[Point annotations for photos]
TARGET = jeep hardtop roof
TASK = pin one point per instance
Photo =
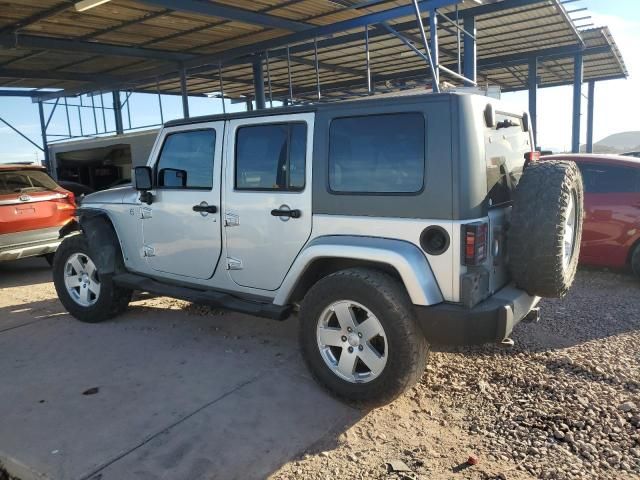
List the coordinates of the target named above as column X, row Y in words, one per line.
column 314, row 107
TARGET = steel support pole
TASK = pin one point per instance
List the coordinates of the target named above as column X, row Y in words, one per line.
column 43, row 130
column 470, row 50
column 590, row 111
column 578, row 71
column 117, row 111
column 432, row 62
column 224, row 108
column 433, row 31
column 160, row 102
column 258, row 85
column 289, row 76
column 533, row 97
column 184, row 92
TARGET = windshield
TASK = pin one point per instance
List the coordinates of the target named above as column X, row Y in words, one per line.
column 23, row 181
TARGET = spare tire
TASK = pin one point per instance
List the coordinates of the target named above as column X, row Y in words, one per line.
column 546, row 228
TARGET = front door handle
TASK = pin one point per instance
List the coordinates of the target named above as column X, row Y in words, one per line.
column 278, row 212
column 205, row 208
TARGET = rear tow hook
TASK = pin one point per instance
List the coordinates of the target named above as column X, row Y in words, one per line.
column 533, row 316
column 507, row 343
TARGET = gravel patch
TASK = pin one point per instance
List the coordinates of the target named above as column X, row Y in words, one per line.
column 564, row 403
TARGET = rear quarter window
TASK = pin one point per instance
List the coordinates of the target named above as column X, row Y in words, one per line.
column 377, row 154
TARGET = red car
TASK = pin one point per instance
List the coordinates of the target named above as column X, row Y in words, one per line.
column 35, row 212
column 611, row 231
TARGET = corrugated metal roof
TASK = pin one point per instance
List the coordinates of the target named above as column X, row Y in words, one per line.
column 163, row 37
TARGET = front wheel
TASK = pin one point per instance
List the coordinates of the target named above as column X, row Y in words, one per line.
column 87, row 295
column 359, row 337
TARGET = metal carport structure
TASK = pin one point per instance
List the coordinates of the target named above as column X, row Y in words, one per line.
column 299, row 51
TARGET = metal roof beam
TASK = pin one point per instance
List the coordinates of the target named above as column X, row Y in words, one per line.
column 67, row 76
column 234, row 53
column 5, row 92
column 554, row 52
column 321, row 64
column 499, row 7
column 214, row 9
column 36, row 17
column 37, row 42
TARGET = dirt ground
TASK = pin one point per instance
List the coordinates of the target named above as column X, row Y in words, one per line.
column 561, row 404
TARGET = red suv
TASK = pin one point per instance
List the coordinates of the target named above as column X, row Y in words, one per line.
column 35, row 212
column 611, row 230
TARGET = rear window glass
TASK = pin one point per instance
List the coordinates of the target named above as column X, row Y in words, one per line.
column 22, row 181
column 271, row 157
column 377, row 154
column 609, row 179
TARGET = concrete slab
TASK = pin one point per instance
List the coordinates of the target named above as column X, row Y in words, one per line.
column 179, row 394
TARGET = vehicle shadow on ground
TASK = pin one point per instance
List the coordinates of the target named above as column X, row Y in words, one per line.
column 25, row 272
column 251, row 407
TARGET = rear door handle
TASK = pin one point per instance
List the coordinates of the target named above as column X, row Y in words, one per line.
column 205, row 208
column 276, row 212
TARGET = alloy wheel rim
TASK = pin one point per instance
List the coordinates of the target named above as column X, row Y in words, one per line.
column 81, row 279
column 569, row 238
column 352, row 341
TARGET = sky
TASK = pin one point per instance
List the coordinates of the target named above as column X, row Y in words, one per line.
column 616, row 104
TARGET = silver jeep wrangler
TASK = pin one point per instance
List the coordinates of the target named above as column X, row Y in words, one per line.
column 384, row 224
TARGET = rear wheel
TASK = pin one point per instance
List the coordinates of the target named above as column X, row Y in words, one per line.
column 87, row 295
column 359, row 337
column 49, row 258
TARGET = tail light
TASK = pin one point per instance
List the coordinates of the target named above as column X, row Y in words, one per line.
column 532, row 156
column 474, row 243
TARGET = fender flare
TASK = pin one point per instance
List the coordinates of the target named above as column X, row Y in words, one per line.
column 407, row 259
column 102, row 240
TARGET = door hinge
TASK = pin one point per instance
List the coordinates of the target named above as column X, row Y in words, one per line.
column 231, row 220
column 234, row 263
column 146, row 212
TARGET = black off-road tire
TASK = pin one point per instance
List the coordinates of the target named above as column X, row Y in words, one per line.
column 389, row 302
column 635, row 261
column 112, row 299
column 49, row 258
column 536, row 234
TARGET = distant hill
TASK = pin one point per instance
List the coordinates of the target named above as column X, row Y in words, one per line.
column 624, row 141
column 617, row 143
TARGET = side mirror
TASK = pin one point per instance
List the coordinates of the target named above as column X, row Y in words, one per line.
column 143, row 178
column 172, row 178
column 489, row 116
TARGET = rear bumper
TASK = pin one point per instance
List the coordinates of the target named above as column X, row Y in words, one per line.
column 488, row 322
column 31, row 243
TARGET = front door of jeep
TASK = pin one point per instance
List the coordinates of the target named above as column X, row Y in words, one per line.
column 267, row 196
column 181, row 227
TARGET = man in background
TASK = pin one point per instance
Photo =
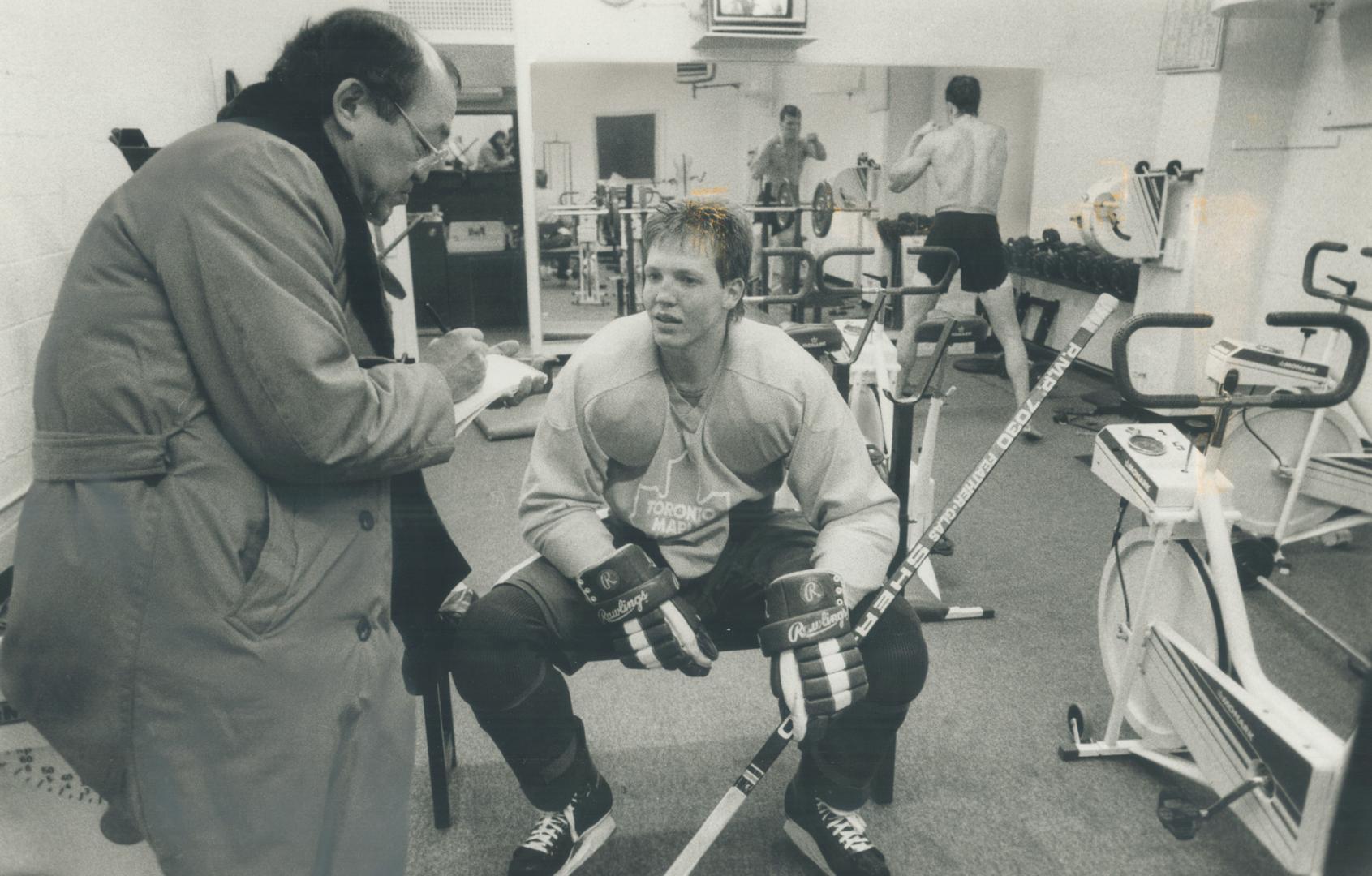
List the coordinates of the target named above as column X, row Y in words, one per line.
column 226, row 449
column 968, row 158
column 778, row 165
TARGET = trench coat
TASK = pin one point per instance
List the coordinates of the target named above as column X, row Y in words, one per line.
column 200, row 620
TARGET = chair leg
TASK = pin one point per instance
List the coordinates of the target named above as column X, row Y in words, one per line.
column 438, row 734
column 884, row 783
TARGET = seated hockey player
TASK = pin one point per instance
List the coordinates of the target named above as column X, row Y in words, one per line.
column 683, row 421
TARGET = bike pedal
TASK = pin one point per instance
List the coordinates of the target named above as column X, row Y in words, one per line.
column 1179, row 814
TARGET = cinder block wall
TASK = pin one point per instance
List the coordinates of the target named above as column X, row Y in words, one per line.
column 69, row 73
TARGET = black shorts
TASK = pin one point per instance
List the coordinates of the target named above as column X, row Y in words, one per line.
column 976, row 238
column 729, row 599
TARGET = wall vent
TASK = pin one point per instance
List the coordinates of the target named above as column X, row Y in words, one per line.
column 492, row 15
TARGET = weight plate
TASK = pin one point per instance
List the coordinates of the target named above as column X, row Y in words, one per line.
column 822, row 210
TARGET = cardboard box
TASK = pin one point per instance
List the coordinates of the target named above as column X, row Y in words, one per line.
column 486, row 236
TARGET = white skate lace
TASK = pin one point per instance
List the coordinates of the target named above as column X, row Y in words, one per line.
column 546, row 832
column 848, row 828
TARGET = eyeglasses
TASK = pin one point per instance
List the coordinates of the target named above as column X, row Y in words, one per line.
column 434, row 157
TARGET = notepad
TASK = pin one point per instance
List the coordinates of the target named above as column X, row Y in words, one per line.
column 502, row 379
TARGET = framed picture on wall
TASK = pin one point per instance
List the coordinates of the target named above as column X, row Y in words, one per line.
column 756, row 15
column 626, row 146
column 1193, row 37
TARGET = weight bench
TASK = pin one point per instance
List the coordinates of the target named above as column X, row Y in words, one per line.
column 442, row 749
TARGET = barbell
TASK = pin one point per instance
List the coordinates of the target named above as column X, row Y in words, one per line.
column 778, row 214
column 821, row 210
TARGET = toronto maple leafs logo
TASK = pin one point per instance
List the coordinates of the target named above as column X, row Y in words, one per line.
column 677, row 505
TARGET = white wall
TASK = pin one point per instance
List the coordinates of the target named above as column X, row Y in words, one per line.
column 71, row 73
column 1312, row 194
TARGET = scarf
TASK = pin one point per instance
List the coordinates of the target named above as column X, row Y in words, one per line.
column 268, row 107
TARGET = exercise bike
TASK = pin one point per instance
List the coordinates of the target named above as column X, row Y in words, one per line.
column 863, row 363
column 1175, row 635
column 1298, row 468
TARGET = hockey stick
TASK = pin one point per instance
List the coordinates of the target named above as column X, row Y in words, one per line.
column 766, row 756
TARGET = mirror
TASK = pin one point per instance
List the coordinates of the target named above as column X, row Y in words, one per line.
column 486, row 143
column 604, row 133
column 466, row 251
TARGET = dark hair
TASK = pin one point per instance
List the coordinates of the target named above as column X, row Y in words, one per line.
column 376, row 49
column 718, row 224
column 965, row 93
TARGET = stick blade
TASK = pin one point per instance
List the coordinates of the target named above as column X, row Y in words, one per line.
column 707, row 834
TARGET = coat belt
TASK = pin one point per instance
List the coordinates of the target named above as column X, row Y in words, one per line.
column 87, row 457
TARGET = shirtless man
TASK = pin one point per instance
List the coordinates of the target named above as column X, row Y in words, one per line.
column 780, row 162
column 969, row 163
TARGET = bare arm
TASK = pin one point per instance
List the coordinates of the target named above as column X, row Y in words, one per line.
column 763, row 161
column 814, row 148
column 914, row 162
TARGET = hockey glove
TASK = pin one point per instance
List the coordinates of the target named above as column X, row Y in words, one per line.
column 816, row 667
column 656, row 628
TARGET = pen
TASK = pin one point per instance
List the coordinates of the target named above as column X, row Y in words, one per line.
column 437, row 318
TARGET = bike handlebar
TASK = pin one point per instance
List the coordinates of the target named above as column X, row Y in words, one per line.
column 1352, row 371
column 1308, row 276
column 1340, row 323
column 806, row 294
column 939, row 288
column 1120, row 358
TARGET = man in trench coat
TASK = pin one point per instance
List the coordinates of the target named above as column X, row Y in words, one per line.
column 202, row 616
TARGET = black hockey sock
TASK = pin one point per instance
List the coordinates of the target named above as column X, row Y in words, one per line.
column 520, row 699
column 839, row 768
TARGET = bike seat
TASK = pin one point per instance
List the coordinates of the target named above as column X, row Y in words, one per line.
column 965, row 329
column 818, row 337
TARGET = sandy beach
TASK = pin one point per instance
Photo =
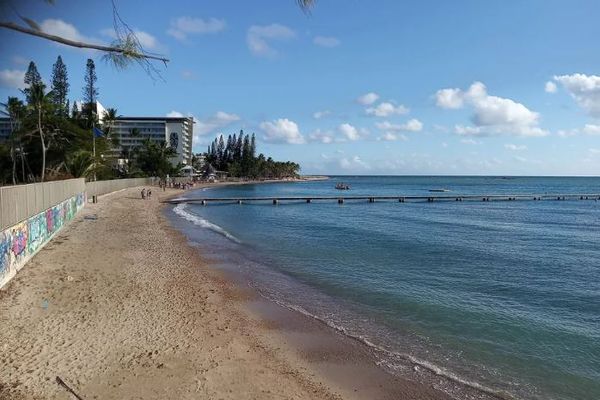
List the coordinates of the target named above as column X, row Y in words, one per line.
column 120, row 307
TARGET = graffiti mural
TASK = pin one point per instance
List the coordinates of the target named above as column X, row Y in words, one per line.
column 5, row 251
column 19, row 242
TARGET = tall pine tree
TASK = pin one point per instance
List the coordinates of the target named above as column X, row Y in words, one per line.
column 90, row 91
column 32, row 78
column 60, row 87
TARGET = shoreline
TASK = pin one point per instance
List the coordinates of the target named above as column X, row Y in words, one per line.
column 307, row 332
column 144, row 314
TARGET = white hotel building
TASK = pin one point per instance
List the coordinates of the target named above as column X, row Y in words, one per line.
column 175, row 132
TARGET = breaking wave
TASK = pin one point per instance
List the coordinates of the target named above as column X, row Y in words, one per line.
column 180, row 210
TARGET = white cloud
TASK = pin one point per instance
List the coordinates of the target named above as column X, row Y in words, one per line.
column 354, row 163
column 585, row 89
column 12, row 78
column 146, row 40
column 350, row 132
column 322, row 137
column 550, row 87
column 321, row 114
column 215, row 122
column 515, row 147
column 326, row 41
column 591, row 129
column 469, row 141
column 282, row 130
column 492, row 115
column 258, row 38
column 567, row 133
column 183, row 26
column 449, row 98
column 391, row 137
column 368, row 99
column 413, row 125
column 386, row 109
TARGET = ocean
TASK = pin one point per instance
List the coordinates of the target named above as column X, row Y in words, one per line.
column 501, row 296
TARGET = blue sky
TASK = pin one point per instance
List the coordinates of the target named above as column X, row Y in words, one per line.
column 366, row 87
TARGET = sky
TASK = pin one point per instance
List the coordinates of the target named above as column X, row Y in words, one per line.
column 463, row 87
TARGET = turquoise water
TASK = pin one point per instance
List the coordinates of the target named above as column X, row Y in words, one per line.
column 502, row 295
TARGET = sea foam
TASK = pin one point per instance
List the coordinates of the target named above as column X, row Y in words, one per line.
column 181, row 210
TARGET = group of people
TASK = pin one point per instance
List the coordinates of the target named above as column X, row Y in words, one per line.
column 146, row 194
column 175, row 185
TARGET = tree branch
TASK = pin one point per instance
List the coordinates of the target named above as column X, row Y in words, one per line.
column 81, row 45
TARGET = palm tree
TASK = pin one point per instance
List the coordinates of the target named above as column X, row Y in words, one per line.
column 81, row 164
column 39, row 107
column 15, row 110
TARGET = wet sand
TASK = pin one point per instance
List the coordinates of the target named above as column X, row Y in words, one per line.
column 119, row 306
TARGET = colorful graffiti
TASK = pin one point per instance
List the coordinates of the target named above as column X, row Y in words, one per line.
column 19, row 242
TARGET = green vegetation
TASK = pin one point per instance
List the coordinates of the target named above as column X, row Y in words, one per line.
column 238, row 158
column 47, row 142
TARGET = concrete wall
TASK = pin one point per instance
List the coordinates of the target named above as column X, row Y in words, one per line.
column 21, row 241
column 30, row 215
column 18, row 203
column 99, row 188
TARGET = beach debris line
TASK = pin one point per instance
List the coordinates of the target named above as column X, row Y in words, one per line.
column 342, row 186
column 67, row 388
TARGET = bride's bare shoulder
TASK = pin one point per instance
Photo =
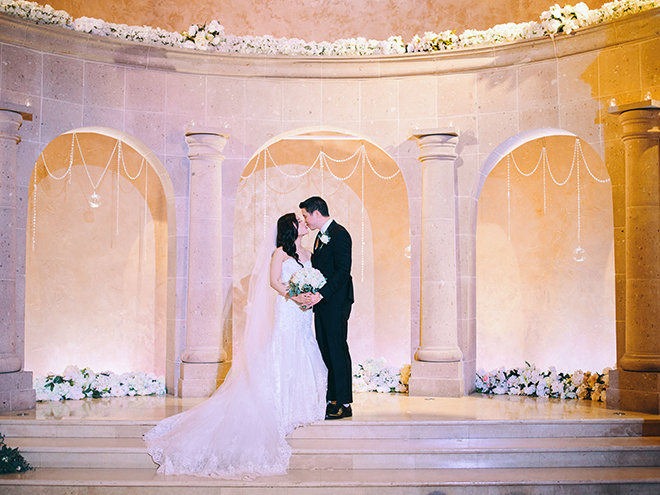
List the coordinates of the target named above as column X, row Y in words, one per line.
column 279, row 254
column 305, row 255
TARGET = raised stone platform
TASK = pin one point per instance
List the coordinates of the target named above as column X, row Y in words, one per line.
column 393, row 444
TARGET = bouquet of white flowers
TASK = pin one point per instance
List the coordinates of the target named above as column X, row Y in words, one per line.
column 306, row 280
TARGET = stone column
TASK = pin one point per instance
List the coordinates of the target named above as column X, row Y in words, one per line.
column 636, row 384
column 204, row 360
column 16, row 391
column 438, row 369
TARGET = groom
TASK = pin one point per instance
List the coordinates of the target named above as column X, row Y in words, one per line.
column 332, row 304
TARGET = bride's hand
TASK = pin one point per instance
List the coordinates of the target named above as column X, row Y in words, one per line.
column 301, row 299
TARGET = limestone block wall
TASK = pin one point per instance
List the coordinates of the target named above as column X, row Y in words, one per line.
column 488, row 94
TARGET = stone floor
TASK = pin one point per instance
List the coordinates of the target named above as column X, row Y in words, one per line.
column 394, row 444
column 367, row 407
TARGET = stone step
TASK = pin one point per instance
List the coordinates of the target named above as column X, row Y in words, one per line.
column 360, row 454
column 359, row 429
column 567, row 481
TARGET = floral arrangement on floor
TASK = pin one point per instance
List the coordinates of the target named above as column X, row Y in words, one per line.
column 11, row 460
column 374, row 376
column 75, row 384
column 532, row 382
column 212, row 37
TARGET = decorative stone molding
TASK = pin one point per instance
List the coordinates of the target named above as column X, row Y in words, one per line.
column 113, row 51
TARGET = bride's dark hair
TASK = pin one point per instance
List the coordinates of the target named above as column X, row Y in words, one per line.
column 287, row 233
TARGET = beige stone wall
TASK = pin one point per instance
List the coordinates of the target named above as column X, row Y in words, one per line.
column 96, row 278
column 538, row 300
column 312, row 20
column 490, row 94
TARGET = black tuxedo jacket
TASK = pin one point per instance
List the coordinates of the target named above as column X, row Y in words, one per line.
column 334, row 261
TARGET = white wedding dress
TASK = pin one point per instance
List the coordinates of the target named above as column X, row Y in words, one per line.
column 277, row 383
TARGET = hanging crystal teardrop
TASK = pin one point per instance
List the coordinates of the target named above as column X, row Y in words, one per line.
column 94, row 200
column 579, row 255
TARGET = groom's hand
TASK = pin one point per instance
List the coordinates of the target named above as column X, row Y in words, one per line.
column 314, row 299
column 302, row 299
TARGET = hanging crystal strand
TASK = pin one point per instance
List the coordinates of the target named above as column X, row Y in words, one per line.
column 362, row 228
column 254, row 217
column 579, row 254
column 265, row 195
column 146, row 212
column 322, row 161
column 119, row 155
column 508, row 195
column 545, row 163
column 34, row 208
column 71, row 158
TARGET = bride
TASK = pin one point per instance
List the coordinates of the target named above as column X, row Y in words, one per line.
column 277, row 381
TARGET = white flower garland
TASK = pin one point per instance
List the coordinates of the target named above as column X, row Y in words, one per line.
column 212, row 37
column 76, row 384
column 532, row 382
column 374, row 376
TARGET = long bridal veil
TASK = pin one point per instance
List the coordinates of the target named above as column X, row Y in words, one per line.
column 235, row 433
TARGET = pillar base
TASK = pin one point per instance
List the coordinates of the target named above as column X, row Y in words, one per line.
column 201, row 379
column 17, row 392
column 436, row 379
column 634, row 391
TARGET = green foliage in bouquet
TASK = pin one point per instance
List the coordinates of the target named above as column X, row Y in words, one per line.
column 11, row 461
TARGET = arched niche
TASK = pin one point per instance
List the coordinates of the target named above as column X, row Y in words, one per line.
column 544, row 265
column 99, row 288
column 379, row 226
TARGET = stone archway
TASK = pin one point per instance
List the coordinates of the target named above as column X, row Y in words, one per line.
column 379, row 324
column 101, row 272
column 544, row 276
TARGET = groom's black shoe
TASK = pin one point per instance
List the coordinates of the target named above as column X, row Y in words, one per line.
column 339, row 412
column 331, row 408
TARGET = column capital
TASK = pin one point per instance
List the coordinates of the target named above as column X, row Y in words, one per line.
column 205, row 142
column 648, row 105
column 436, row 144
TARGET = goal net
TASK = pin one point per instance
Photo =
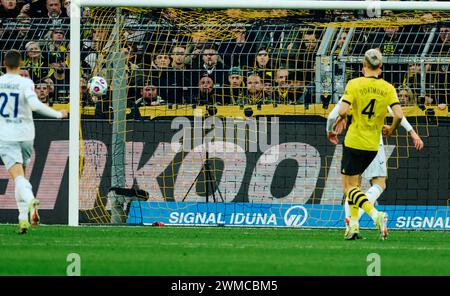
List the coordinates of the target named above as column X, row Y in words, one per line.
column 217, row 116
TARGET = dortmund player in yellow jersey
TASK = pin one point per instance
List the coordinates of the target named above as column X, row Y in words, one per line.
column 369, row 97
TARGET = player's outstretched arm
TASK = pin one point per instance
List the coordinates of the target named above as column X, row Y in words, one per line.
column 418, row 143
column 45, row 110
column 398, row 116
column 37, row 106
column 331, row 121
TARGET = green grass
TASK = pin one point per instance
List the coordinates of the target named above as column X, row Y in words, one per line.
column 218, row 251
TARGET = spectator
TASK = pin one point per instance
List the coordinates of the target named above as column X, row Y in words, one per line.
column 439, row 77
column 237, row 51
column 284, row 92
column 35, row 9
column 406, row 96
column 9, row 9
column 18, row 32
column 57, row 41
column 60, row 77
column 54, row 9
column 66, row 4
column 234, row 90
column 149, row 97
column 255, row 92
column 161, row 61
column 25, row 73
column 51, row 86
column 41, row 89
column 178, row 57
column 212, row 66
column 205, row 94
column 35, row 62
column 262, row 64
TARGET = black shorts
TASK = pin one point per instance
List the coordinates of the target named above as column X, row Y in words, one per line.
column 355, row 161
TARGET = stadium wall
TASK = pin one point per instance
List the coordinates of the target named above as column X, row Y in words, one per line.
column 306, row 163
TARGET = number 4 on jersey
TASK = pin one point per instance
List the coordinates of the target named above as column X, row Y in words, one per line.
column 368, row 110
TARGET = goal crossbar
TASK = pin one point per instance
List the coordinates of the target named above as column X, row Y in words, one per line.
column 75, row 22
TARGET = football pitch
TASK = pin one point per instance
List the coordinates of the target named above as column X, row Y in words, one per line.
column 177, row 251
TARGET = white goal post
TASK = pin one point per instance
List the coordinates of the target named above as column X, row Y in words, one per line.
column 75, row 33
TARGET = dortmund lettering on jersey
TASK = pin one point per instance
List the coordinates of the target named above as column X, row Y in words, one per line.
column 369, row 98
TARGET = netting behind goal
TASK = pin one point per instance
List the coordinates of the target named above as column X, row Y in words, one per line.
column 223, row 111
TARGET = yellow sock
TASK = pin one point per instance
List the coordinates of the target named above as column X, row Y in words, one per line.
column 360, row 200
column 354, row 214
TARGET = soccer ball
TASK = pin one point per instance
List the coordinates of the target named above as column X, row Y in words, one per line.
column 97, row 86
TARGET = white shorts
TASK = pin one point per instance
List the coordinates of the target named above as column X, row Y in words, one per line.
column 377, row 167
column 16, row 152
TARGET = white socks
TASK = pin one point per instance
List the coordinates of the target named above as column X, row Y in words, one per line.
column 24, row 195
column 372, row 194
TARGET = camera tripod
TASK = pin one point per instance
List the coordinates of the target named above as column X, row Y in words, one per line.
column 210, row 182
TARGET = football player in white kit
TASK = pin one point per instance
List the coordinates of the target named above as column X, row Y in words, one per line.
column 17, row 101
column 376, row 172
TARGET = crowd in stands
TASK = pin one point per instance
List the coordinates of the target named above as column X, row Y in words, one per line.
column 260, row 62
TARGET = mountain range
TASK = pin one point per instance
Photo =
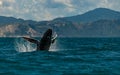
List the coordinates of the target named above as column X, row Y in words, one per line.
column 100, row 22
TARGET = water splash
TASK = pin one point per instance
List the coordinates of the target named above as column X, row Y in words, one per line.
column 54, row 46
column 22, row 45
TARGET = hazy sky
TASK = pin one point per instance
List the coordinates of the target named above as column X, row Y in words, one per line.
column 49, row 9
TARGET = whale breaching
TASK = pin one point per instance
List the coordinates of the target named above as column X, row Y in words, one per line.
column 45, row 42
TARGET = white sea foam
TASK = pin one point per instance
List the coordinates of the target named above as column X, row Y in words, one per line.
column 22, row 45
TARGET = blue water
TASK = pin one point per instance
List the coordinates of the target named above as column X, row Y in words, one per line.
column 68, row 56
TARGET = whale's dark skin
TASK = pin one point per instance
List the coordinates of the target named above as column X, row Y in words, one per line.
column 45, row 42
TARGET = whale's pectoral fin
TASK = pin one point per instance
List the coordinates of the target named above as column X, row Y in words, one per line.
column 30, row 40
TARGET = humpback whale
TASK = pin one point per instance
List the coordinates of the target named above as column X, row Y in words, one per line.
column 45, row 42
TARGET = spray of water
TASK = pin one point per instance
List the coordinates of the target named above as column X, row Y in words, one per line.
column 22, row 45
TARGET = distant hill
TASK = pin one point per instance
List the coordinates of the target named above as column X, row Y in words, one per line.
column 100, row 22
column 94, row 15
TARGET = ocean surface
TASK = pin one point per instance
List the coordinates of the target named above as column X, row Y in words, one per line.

PROMPT
Swap "trench coat" for "raincoat" in the stretch from the line containing "TARGET = hockey glove" through the line containing "column 839, row 768". Write out only those lines, leaving everything else in them unchanged.

WRITTEN ANSWER
TARGET = hockey glove
TASK = pin one point per instance
List the coordinates of the target named above as column X, row Y in words, one per line.
column 816, row 667
column 656, row 628
TARGET = pen
TASK = pin one point per instance
List the coordinates of the target named above as column X, row Y in words, one per line.
column 437, row 318
TARGET = bike handlebar
TASK = pin one point per instance
List the coordinates of the target named above as column X, row Y in words, one per line.
column 1352, row 371
column 1308, row 276
column 1340, row 323
column 806, row 294
column 939, row 288
column 1120, row 358
TARGET = man in raincoat
TASK = pin one point per instance
List the coordinates of the target named above as column X, row Y in words, one per line.
column 202, row 616
TARGET = black hockey sock
TASK = pin one point per instance
List the coordinates of the target named above as column X, row Y in words, one per line.
column 520, row 699
column 839, row 768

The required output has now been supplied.